* What you have to do:
Copy out every record precisely.

** Start Dataset extract **

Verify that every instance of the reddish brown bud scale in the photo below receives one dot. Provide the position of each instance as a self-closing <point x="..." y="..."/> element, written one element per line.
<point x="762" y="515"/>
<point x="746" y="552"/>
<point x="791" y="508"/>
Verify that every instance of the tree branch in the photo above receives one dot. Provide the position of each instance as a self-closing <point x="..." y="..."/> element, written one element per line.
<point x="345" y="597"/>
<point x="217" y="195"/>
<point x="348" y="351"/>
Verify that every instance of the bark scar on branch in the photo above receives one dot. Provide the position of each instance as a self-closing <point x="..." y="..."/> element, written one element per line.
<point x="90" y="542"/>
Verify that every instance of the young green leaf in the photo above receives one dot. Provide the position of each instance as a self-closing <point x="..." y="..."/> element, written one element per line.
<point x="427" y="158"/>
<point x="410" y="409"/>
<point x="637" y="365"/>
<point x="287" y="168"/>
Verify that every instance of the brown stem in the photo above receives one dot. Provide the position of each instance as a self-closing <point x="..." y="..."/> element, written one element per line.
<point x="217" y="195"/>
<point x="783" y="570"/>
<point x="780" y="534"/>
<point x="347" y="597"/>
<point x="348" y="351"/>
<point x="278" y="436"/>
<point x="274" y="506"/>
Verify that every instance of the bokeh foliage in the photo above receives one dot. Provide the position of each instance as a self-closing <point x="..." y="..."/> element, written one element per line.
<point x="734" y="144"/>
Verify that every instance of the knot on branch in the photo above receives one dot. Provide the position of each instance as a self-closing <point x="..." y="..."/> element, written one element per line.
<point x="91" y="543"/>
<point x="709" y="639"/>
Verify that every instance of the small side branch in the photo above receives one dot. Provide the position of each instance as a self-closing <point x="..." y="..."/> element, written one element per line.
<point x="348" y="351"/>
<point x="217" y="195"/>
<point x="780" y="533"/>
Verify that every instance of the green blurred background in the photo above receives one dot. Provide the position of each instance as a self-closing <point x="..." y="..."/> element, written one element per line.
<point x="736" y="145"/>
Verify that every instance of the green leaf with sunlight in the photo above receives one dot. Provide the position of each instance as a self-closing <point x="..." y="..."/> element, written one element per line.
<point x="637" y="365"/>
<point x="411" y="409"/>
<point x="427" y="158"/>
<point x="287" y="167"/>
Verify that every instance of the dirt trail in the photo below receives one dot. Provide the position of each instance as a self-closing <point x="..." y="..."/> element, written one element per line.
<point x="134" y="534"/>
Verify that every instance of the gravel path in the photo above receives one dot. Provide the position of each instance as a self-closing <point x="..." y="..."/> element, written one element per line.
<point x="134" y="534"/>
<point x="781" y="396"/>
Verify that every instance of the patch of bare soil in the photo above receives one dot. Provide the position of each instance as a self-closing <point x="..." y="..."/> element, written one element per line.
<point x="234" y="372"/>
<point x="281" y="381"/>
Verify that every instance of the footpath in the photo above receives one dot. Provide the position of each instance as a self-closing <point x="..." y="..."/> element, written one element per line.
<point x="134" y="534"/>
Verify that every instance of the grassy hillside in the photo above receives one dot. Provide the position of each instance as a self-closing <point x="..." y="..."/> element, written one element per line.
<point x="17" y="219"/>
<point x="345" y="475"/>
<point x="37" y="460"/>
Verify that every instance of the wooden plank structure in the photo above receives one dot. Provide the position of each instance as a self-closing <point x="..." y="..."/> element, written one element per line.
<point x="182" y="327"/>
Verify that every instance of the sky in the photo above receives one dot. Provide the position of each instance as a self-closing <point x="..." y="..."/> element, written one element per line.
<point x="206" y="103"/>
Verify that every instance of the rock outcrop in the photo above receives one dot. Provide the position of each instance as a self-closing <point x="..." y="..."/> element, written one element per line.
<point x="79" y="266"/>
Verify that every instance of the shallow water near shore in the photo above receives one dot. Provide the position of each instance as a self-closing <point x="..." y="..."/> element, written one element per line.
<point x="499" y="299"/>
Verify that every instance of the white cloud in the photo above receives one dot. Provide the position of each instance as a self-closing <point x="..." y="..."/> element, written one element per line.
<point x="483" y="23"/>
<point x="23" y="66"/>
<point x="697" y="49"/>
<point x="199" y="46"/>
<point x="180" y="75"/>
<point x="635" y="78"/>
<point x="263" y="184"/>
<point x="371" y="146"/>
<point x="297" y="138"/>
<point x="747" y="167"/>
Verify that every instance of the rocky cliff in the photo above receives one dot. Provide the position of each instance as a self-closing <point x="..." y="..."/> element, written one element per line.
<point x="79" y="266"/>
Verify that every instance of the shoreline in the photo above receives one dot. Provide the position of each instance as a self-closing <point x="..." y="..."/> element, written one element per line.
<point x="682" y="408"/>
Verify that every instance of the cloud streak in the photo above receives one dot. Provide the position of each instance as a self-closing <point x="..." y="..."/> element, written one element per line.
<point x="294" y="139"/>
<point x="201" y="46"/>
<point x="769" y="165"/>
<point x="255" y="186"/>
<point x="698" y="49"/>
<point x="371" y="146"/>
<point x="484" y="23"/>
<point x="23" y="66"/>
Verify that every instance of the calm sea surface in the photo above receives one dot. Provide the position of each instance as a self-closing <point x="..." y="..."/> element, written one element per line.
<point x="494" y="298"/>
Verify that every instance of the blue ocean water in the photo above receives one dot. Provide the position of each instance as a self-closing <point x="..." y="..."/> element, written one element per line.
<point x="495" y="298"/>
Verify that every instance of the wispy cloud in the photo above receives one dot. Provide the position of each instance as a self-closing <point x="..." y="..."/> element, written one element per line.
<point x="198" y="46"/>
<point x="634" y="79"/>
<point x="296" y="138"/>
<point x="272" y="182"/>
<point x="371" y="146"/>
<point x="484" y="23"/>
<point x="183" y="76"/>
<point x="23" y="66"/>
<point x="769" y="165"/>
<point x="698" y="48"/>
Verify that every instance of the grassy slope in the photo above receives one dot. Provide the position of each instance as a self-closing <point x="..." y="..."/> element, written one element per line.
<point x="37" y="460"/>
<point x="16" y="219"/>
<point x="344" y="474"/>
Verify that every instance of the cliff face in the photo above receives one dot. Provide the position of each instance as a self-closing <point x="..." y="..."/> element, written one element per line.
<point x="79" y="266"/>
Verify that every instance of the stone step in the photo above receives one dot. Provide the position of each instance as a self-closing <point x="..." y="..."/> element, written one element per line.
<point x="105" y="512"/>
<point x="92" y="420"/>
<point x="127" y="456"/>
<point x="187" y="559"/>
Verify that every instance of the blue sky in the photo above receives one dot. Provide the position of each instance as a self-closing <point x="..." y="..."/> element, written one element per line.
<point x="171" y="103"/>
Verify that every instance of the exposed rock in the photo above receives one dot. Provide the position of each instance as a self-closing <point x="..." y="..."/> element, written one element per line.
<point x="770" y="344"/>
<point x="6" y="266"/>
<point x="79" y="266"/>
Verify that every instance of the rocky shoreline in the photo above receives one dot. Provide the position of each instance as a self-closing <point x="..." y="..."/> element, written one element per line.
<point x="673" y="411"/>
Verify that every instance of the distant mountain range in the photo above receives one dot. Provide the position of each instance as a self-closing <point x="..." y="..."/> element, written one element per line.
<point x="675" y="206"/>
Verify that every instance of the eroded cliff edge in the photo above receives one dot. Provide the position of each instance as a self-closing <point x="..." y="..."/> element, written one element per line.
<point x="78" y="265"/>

** End Dataset extract **

* Complete answer:
Verify that every instance of the reddish brown bud scale in the photo below receives one dot. Provide the position of each instance as a self-closing <point x="..." y="..."/> element, written one element per line.
<point x="762" y="515"/>
<point x="746" y="552"/>
<point x="791" y="508"/>
Verify that every instance of the tree branch in the photo above receives one dot. Provide the position of each instance as a self-closing <point x="..." y="..."/> element, written one element per line.
<point x="345" y="597"/>
<point x="217" y="195"/>
<point x="348" y="351"/>
Verify that every instance of the bark scar on branch in the photo above receives one dot. Provide the position of each instance as a self-closing <point x="..." y="..."/> element, written one element per line.
<point x="90" y="542"/>
Verify that every instance of the young green leaf in the photo above receives one dot. Provide the position of each instance as a self-closing <point x="..." y="..."/> element, written one element per line.
<point x="427" y="158"/>
<point x="410" y="409"/>
<point x="637" y="365"/>
<point x="287" y="168"/>
Verify that every instance of the brown stem in the photo above receives one dot. Provide the position of each instance as a self-closing <point x="..." y="..."/> element, written one element per line.
<point x="217" y="195"/>
<point x="783" y="570"/>
<point x="780" y="534"/>
<point x="347" y="597"/>
<point x="348" y="351"/>
<point x="278" y="436"/>
<point x="274" y="506"/>
Verify that every instance of the bokeh foliage in the photo above receives one dot. Provide the position of each instance as a self-closing <point x="..." y="..."/> element, written one element per line.
<point x="734" y="144"/>
Verify that every instance of the knot on branch in the photo above receives one dot. Provide the position of each instance as a self-closing <point x="..." y="..."/> element, written one element per line.
<point x="91" y="543"/>
<point x="709" y="639"/>
Verify that every instance of the small side branch in the photo above receives one dot. Provide the position of each instance as a self-closing <point x="..." y="..."/> element, written one element per line.
<point x="348" y="351"/>
<point x="217" y="195"/>
<point x="780" y="533"/>
Verify that every instance of the green blurred background in the photo above receives one dot. Provide the position of each instance as a self-closing <point x="..." y="..."/> element, written one element per line.
<point x="736" y="145"/>
Verify that every instance of the green leaf with sunlight in the photo above receives one dot. Provide the position of each instance as a self-closing <point x="..." y="..."/> element, written one element per line.
<point x="637" y="365"/>
<point x="411" y="409"/>
<point x="427" y="158"/>
<point x="287" y="167"/>
Verify that every instance of the dirt trail in the photo below receives one dot. Provide the position of each instance as a self-closing <point x="..." y="..."/> element, written one element per line.
<point x="134" y="534"/>
Verify that every instance of the gravel path in the photo above receives one dot. Provide the position of each instance as a self-closing <point x="..." y="..."/> element, written one element per line.
<point x="134" y="534"/>
<point x="781" y="396"/>
Verify that every instance of the patch of bare soil in the photo above receives one dot. Provide the position of each instance as a self-closing <point x="..." y="..."/> element, written one element per line.
<point x="234" y="372"/>
<point x="281" y="381"/>
Verify that every instance of the footpath in the photo above receives one dot. Provide the position of each instance as a self-closing <point x="..." y="..."/> element, written one element per line.
<point x="134" y="534"/>
Verify that every instance of the grassy hillside in the photo above receives one dot. Provide the position of each instance as a self-closing <point x="..." y="..."/> element, written one element per line.
<point x="17" y="219"/>
<point x="345" y="475"/>
<point x="37" y="460"/>
Verify that every instance of the wooden plank structure in the photo above receives one dot. Provide the position of each instance as a self-closing <point x="..." y="..."/> element, written one element per line.
<point x="182" y="327"/>
Verify that every instance of the sky in the photo above receives one dot. Provide the position of each instance as a self-closing <point x="..." y="..."/> element, written one element per line.
<point x="206" y="103"/>
Verify that every instance of the rock outcrop in the photo above receives one dot. Provide the position of each instance as a self-closing <point x="..." y="..."/> element, written one element per line.
<point x="79" y="266"/>
Verify that every instance of the shallow water near shore in the photo above receives one dot. Provide the position of each instance as a self-closing <point x="..." y="..."/> element, written one element per line.
<point x="499" y="299"/>
Verify that every instance of the white cloud in the photo above receives one dot. Provide the position of each instance as a self-closing <point x="..." y="..."/> element, written one element per line.
<point x="483" y="23"/>
<point x="23" y="66"/>
<point x="697" y="49"/>
<point x="199" y="46"/>
<point x="180" y="75"/>
<point x="635" y="78"/>
<point x="263" y="184"/>
<point x="371" y="146"/>
<point x="297" y="138"/>
<point x="747" y="167"/>
Verify that every instance of the rocky cliff in the photo above receives one dot. Provide the position of each instance as a self-closing <point x="..." y="..."/> element, written one element per line.
<point x="79" y="266"/>
Verify that every instance of the shoreline in the photo above receives one dot. Provide the position of each instance as a self-closing <point x="..." y="..."/> element, written one element per line.
<point x="682" y="408"/>
Verify that every instance of the cloud streak in the photo above receives one dot. Provide the position of each instance as a self-closing <point x="..." y="..."/> element, written one element per line.
<point x="294" y="139"/>
<point x="201" y="46"/>
<point x="769" y="165"/>
<point x="255" y="186"/>
<point x="698" y="49"/>
<point x="371" y="146"/>
<point x="484" y="23"/>
<point x="23" y="66"/>
Verify that every instance of the calm sea surface in the photo above receives one dot. Provide the position of each instance as a self-closing <point x="..." y="..."/> element, written one element per line.
<point x="494" y="298"/>
Verify that every instance of the blue ocean water in the photo above receives one dot. Provide the position of each instance as a self-closing <point x="..." y="..."/> element, written one element per line.
<point x="495" y="298"/>
Verify that every instance of the wispy cloud in the photo above receives one dot. Provide the position of each instance as a self-closing <point x="..." y="..."/> element, written one element per line.
<point x="198" y="46"/>
<point x="634" y="79"/>
<point x="296" y="138"/>
<point x="272" y="182"/>
<point x="371" y="146"/>
<point x="484" y="23"/>
<point x="183" y="76"/>
<point x="23" y="66"/>
<point x="769" y="165"/>
<point x="698" y="48"/>
Verify that every instance of the grassy slope in the photo above receives one dot. Provide the position of each instance as a self-closing <point x="..." y="..."/> element, written one element per line.
<point x="37" y="460"/>
<point x="16" y="219"/>
<point x="344" y="474"/>
Verify that every instance of the cliff face in the photo above receives one dot. Provide the position of each instance as a self-closing <point x="..." y="..."/> element, written one element per line.
<point x="79" y="266"/>
Verify that every instance of the stone step in the photo above receives one dot. Provide the position of each instance as a self-closing <point x="..." y="..."/> element, written one element per line.
<point x="105" y="512"/>
<point x="92" y="420"/>
<point x="127" y="456"/>
<point x="187" y="559"/>
Verify that every instance of the blue sky in the photo above receives one dot. Provide the position of each instance as a self-closing <point x="..." y="..."/> element, written one element per line.
<point x="171" y="103"/>
Verify that every instance of the exposed rock in the photo above receives one dot. Provide the position of each instance as a self-closing <point x="..." y="..."/> element, written one element per line.
<point x="770" y="344"/>
<point x="6" y="266"/>
<point x="79" y="266"/>
Verify that every instance of the rocky shoreline in the photo above receives one dot. Provide the position of each instance as a self-closing <point x="..." y="..."/> element, written one element per line.
<point x="673" y="411"/>
Verify that every instance of the distant mountain range in the photo above receives one dot. Provide the position of each instance as a self-closing <point x="..." y="..."/> element, written one element per line.
<point x="675" y="206"/>
Verify that every instance of the eroded cliff edge in the photo above receives one dot. Provide the position of each instance as a self-closing <point x="..." y="..."/> element, written one element per line.
<point x="78" y="265"/>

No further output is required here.